Required task: Recast every line of the listing below as a numbered list, leaving out any blank lines.
··· Data shown
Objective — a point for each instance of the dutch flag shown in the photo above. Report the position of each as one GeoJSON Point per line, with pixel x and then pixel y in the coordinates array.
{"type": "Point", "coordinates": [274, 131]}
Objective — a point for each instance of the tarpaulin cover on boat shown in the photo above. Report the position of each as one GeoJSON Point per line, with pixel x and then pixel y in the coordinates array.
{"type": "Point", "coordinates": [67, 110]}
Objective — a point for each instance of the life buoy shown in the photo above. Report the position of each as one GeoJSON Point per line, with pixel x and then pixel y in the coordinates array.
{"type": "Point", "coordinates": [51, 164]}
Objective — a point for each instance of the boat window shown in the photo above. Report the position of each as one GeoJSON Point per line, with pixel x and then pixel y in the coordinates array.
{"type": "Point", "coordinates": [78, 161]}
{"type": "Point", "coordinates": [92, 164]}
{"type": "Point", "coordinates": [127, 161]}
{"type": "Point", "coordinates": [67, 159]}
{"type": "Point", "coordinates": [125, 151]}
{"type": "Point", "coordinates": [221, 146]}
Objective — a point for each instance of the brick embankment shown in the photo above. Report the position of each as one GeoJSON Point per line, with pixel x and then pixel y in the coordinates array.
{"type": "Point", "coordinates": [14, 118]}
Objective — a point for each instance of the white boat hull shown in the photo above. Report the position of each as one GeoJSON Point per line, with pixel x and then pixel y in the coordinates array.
······
Exercise answer:
1. Objective — a point for each instance of the dutch flag shown in the photo above. Report the position of each as one GeoJSON Point per line, with pixel x and then pixel y in the coordinates array.
2. {"type": "Point", "coordinates": [274, 131]}
3. Objective — a point for each instance of the tarpaulin cover on boat shown in the photo above. Report the position of each as one GeoJSON Point per line, with pixel x and then pixel y in the coordinates array.
4. {"type": "Point", "coordinates": [67, 110]}
5. Objective — a point for each instance of the life buoy shown in the photo above. Report the position of each as one GeoJSON Point per line, with pixel x and then pixel y in the coordinates array.
6. {"type": "Point", "coordinates": [51, 164]}
7. Objective — a point for each instance of the boat window shown in the photo above. Report the position of each as one GeoJSON Point per line, with pixel x and then pixel y in the coordinates array.
8. {"type": "Point", "coordinates": [78, 161]}
9. {"type": "Point", "coordinates": [92, 164]}
10. {"type": "Point", "coordinates": [127, 161]}
11. {"type": "Point", "coordinates": [67, 159]}
12. {"type": "Point", "coordinates": [125, 151]}
13. {"type": "Point", "coordinates": [221, 146]}
14. Objective — a point for each instance of the brick embankment shown in the photo above. Report the position of each as one GeoJSON Point per line, with pixel x and then pixel y in the coordinates array.
15. {"type": "Point", "coordinates": [14, 118]}
16. Objective — a point for each instance of the white boat hull shown in the photo above. Report the position of each as one GeoJSON Point per line, with pixel x and then pixel y in the coordinates array.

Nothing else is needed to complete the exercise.